• _Work instruction_: Everything from the line containing "In the picture above, where can the melted" through the last line of the material must be restated word for word, and only that.
________________________________________
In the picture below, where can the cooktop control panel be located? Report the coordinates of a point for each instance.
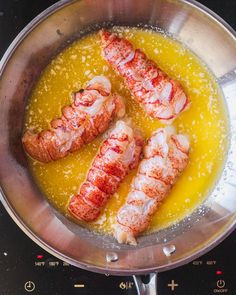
(26, 268)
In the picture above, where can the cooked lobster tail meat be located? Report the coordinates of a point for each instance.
(89, 115)
(118, 154)
(165, 157)
(162, 97)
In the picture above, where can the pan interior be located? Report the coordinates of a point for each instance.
(21, 66)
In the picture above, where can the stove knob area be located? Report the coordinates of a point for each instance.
(29, 286)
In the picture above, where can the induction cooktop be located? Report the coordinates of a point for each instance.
(27, 269)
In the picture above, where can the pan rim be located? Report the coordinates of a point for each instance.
(13, 214)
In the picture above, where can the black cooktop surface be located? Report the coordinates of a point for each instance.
(26, 268)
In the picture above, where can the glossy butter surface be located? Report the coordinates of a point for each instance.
(205, 123)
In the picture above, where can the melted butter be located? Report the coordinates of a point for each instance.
(205, 123)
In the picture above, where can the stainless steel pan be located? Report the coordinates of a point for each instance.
(205, 34)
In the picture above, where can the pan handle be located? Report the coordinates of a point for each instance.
(146, 285)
________________________________________
• _Task result_:
In the picture above, where can the melted butter be located? Report the coordinates of a point for each instance.
(205, 123)
In the picture above, where can the stainless steel pan be located? Report the coordinates of a point for each instance.
(205, 34)
In the picture above, where can the pan handle be located? Report the coordinates of a point for each instance.
(146, 285)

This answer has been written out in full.